** Start PROVIDED ENTRIES **

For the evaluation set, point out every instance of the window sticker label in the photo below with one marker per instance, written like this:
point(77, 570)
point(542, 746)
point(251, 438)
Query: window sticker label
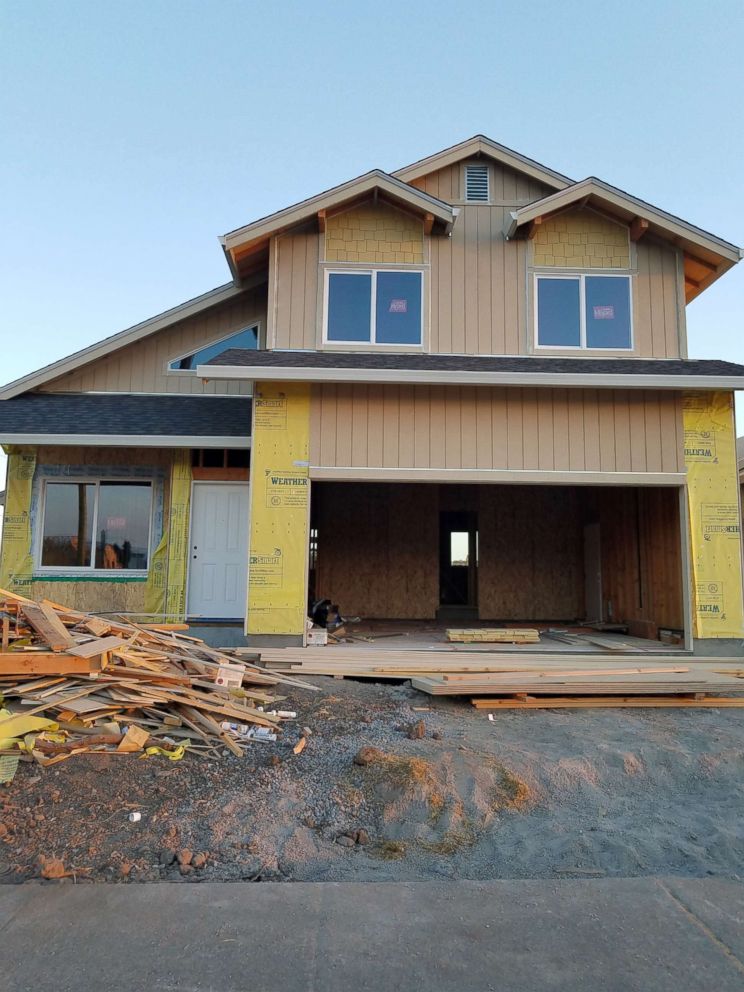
point(604, 313)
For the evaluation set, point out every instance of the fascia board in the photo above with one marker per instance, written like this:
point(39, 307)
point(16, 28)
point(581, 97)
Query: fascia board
point(588, 380)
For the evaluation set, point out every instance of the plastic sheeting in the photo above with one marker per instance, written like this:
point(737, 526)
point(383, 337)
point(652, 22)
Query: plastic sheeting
point(280, 502)
point(715, 521)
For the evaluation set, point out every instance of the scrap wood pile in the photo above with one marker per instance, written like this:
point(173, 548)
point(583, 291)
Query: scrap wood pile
point(74, 683)
point(501, 681)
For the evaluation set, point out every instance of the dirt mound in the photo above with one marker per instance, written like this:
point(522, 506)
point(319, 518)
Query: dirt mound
point(440, 805)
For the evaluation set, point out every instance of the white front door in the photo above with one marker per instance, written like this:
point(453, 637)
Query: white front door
point(218, 553)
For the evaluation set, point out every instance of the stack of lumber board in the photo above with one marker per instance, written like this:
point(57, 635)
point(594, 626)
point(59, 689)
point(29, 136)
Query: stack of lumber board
point(494, 635)
point(532, 682)
point(78, 683)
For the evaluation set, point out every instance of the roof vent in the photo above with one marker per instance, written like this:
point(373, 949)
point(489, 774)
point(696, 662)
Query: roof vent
point(476, 184)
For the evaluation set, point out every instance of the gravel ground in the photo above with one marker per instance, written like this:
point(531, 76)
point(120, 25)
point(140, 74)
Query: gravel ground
point(541, 794)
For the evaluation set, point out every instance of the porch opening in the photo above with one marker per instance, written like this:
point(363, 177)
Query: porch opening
point(458, 555)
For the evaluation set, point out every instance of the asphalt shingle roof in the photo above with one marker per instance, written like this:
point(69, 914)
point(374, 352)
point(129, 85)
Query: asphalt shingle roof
point(476, 363)
point(117, 413)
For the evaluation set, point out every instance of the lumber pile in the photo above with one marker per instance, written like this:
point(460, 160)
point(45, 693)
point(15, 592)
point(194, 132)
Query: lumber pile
point(73, 683)
point(495, 635)
point(496, 680)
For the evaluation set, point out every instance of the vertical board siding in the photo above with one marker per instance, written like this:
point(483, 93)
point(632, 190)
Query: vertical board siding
point(294, 315)
point(471, 427)
point(141, 367)
point(480, 285)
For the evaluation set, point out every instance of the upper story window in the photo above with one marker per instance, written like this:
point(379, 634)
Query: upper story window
point(247, 338)
point(96, 525)
point(583, 311)
point(377, 306)
point(477, 184)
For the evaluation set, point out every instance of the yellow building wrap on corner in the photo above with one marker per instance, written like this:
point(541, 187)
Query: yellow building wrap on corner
point(715, 522)
point(280, 505)
point(17, 565)
point(165, 592)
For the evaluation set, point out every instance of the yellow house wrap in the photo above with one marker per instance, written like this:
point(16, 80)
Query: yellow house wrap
point(165, 593)
point(715, 531)
point(280, 503)
point(17, 557)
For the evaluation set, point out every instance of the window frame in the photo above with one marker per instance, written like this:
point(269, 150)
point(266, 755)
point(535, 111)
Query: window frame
point(208, 344)
point(581, 277)
point(76, 570)
point(372, 271)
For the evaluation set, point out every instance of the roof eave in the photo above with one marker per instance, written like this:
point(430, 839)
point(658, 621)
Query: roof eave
point(301, 212)
point(131, 440)
point(677, 229)
point(470, 378)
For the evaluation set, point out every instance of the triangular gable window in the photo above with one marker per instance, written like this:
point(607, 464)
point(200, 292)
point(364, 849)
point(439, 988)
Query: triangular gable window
point(247, 339)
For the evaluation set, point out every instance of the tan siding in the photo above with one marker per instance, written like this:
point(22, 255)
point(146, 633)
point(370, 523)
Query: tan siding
point(294, 269)
point(141, 367)
point(496, 428)
point(479, 293)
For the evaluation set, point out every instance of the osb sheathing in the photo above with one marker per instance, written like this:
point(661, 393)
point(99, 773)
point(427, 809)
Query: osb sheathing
point(378, 549)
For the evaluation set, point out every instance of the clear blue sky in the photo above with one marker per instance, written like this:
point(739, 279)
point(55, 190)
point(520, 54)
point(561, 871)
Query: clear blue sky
point(133, 133)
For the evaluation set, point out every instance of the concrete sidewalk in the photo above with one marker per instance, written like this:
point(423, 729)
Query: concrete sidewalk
point(605, 935)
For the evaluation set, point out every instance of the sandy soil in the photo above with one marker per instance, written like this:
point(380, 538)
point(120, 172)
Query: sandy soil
point(532, 795)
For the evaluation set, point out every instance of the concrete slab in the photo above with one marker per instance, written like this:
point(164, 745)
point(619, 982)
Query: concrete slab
point(617, 935)
point(718, 907)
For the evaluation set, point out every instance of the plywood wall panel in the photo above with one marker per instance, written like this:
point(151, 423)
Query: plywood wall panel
point(378, 548)
point(531, 558)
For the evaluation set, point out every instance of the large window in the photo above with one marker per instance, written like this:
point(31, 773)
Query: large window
point(247, 339)
point(96, 525)
point(377, 307)
point(583, 311)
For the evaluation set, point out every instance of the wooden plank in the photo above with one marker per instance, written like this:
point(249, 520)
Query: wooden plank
point(48, 626)
point(101, 645)
point(46, 663)
point(608, 702)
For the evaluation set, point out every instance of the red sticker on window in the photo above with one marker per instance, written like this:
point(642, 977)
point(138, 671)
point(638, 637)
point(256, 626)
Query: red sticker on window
point(604, 313)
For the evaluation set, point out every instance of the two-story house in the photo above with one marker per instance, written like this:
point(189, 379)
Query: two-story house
point(459, 390)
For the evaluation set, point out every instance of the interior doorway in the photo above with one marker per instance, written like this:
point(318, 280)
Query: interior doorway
point(458, 564)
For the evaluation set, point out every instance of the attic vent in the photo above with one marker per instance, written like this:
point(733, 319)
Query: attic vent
point(476, 183)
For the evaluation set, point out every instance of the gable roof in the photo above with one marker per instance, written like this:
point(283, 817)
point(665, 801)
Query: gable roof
point(479, 144)
point(119, 340)
point(707, 256)
point(158, 420)
point(245, 244)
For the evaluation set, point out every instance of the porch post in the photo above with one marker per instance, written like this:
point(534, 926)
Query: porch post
point(279, 510)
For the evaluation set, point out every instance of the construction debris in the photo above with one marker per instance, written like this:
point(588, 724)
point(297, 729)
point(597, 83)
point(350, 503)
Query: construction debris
point(72, 683)
point(517, 680)
point(495, 635)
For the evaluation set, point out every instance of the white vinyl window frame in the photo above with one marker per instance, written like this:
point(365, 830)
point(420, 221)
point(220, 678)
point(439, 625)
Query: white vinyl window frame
point(208, 344)
point(373, 272)
point(581, 278)
point(73, 570)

** End PROVIDED ENTRIES **

WORK INSTRUCTIONS —
Copy out all the entries above with every "evaluation set" switched to "test set" and nothing else altered, omitting the pictures.

FULL RESPONSE —
For the test set, point out every instance of the window sticker label in the photo below with one marker per instance, written like this:
point(77, 570)
point(542, 746)
point(251, 438)
Query: window sticker label
point(604, 313)
For the test set, point out every instance of the fascia board in the photo above with one marker per instance, written like this:
point(39, 307)
point(16, 28)
point(581, 97)
Query: fascia board
point(588, 380)
For the test set, point out every instance of the plastic sheeting in the photo above with one marker per instance, written like this:
point(737, 526)
point(383, 337)
point(652, 22)
Query: plastic sheeting
point(280, 502)
point(715, 521)
For the test set, point out every instance of the scrap wood pile in the photo above with one marker per instance, written like this:
point(173, 548)
point(583, 291)
Query: scrap wood pile
point(74, 683)
point(501, 681)
For the test set, point out every instance of the dirt mound in the photo above with one marker per instance, written like this:
point(522, 506)
point(319, 518)
Query: dirt mound
point(440, 805)
For the test set, point out every instance of the white front door in the photo above with one marker per instance, written like this:
point(453, 637)
Query: white front door
point(218, 553)
For the test set, point out every instance of the stack of lumber board in the photo above with one marker per instance, written like this:
point(57, 635)
point(594, 626)
point(59, 689)
point(29, 136)
Query: stack of lumber board
point(494, 635)
point(532, 682)
point(78, 683)
For the test set, point out every instance of the roof vent in the photo above with one marker per instance, written like this:
point(373, 949)
point(489, 774)
point(696, 662)
Query: roof vent
point(476, 184)
For the test set, point out every instance of the gravel ground in the photo above with one marker per instance, written like this:
point(531, 76)
point(120, 25)
point(140, 74)
Query: gravel ground
point(541, 794)
For the test set, point out every instance of the porch opening in the photo above with one marker per instance, written like this:
point(363, 177)
Query: porch opening
point(458, 555)
For the test set, point out every instance of the asphalt shingle roof in the photo above with one marker per instance, written like this:
point(69, 914)
point(374, 352)
point(129, 85)
Query: asphalt shingle roof
point(476, 363)
point(117, 413)
For the test set, point out every instance of the lumber pile in the photo above with one marker per instance, written like this:
point(460, 160)
point(45, 693)
point(15, 592)
point(194, 132)
Query: lumber pile
point(73, 683)
point(495, 635)
point(496, 680)
For the test set, point out every instance of the vertical board siding in the photo above with one marker per instance, written like this:
point(483, 93)
point(632, 190)
Query: vertical board siding
point(294, 315)
point(471, 427)
point(141, 367)
point(480, 285)
For the test set, point out every instance of the upper story window in the photo above with one marker per instance, written like this:
point(379, 634)
Query: upper story window
point(247, 338)
point(96, 525)
point(583, 311)
point(377, 306)
point(477, 184)
For the test set, point out every instance of the yellow building wrap on corner in the photo above with one marker per instance, written like this:
point(541, 187)
Query: yellow building wrap on corner
point(715, 522)
point(280, 505)
point(17, 565)
point(165, 592)
For the test set, point out every instance of the yellow house wrap in the photo above with one marker per instance, written like this:
point(16, 80)
Query: yellow house wrap
point(165, 593)
point(715, 531)
point(280, 503)
point(17, 557)
For the test set, point out every instance of the window frame in the photo above with one marker per instance, written like this:
point(269, 150)
point(266, 755)
point(535, 111)
Query: window frame
point(208, 344)
point(581, 277)
point(76, 570)
point(372, 271)
For the test set, point out every instance of the roof eave in the photo above with one marker per instance, written like this:
point(430, 839)
point(658, 621)
Query: roof eave
point(301, 212)
point(131, 440)
point(677, 229)
point(470, 378)
For the test set, point out every instance of the triangular gable window in the photo above with one marker per instance, written like this:
point(607, 464)
point(200, 292)
point(364, 849)
point(439, 988)
Query: triangular gable window
point(247, 339)
For the test set, point out every instance of the tan siding in the photo above with one marker per instance, written like this:
point(22, 255)
point(146, 633)
point(370, 523)
Query: tan siding
point(294, 269)
point(141, 367)
point(496, 428)
point(479, 293)
For the test set, point out every instance of the osb sheathing in the photo above with one marker per instance, written like this:
point(661, 393)
point(99, 773)
point(427, 809)
Query: osb sheathing
point(378, 549)
For the test set, point out every instance of the clear blue sky in the photo above with one marker per instance, written like this:
point(739, 279)
point(55, 190)
point(520, 54)
point(561, 871)
Query: clear blue sky
point(133, 133)
For the test set, point out every instance of the concrete sidewalk in the photo above with one marker per instance, written like this:
point(423, 729)
Query: concrete sidewalk
point(605, 935)
For the test set, point out every instance of the sandy soil in the photo above with one marker per instance, written like this:
point(380, 538)
point(120, 172)
Query: sandy soil
point(532, 795)
For the test set, point out every instance of the concrete slab in the photo above with one marker per instance, written like this:
point(164, 745)
point(619, 982)
Query: concrete slab
point(617, 935)
point(718, 907)
For the test set, point out every instance of the plywood wall panel in the photo above with one marker per instance, written like this:
point(151, 423)
Query: plywood wall panel
point(378, 548)
point(531, 558)
For the test set, point out every instance of the large window in the photo above with one marker per instance, written like this:
point(31, 773)
Query: large window
point(247, 339)
point(96, 525)
point(377, 307)
point(583, 311)
For the test set, point out every instance of the wooden plank in the photo above with one marker per instance, written like this:
point(249, 520)
Query: wooden plank
point(48, 626)
point(101, 645)
point(46, 663)
point(608, 702)
For the test set, point out every instance of the red sticker on window in the photo above with one marker per instance, written like this:
point(642, 977)
point(138, 671)
point(638, 637)
point(256, 626)
Query: red sticker on window
point(604, 313)
For the test set, point out every instance of the two-story house in the photo above with one marker per instance, written like this:
point(189, 379)
Query: two-story house
point(459, 390)
For the test set, point out every instance of the interior doorway in the photo above with one marker per instance, written like this:
point(318, 280)
Query: interior doorway
point(458, 564)
For the test set, point out every instance of the attic vent in the photo above with one marker per instance, written like this:
point(733, 319)
Query: attic vent
point(476, 183)
For the test set, point out every instance of the gable roof in the photo above with one marker per instance, written like this:
point(283, 817)
point(665, 801)
Query: gable roof
point(479, 144)
point(119, 340)
point(707, 256)
point(158, 420)
point(245, 244)
For the test set, point out every instance of the porch post in the photo above with one marker per instance, written like this:
point(534, 926)
Query: porch post
point(279, 510)
For the test set, point out every instance of the construction debris in the photo above with one marker per instance, written like this:
point(588, 724)
point(297, 729)
point(597, 83)
point(350, 503)
Query: construction debris
point(72, 683)
point(517, 680)
point(495, 635)
For the test set, point out every instance of the white vinyl window frame in the photo above with one marker per instance, written like this:
point(365, 830)
point(420, 221)
point(220, 678)
point(439, 625)
Query: white vinyl window frame
point(208, 344)
point(373, 272)
point(581, 278)
point(73, 570)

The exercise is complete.